* BRIEF: Rewrite the stretch of the data from its beginning through the line containing "194 50 L 164", replacing "sandy beach" with "rocky shore" and leaving everything else unchanged.

* RECORDS SHOWN:
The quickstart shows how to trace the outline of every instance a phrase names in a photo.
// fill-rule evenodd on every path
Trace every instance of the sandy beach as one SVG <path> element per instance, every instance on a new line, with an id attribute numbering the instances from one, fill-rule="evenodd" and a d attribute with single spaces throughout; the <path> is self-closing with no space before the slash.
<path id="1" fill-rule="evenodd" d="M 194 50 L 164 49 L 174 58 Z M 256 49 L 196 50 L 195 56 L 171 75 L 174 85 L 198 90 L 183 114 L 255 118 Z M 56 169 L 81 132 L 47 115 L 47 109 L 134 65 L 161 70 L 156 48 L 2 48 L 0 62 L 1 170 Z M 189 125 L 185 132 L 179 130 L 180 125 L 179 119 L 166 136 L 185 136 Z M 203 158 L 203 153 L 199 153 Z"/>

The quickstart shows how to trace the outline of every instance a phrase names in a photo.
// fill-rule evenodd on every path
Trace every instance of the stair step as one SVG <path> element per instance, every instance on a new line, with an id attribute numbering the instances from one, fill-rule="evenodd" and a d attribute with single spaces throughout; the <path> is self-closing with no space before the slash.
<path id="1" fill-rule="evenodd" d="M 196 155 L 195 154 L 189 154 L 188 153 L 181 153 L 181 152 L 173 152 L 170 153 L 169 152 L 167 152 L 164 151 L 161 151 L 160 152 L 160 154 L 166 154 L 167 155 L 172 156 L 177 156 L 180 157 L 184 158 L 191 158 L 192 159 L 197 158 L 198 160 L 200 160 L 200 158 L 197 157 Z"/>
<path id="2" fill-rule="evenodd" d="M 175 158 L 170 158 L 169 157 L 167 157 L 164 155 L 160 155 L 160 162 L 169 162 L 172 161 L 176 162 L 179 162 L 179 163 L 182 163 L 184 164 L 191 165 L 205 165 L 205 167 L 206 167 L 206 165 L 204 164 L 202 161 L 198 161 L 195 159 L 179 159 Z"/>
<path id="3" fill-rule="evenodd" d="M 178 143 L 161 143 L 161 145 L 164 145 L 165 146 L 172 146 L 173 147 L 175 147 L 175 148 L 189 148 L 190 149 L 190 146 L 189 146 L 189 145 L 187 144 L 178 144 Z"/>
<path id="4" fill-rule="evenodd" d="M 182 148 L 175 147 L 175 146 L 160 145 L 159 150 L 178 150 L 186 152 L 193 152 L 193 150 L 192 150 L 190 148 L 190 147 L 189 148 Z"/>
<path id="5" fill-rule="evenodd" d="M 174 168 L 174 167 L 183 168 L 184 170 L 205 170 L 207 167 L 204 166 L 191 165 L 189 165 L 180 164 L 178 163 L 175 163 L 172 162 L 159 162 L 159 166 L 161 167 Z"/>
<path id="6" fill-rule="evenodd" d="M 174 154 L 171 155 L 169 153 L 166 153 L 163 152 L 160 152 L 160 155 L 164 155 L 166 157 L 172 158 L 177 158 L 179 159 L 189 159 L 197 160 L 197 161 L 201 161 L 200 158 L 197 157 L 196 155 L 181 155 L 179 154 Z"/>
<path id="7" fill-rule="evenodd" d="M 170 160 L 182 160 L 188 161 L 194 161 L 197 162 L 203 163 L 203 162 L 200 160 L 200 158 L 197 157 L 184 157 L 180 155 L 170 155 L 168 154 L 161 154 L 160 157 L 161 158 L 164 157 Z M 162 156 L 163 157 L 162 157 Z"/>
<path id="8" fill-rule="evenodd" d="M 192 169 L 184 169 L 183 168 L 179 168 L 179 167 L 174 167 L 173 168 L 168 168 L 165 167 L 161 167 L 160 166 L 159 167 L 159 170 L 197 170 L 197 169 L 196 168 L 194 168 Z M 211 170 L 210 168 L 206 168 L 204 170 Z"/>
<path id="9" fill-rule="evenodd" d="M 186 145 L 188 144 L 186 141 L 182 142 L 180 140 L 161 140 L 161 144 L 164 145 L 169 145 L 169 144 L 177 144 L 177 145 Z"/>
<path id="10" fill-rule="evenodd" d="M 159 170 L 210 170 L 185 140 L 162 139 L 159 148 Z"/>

* WRITTEN ANSWER:
The quickstart shows how to trace the outline of every instance a phrase names in a photo.
// fill-rule evenodd on every path
Trace every instance of the rocky shore as one SVG <path> element per instance, every instance on a new line, with an id attribute numbering the instances from one, fill-rule="evenodd" and a d attribute with single spaces throughout; the <path> is self-closing with no space before the slash.
<path id="1" fill-rule="evenodd" d="M 194 50 L 164 49 L 174 58 Z M 256 49 L 196 50 L 195 56 L 171 75 L 174 85 L 198 90 L 183 114 L 255 118 Z M 56 169 L 81 132 L 47 115 L 47 109 L 134 65 L 161 70 L 156 48 L 2 48 L 0 62 L 1 170 Z M 189 125 L 185 132 L 179 130 L 180 125 L 179 119 L 166 136 L 185 136 Z M 203 158 L 203 153 L 199 153 Z"/>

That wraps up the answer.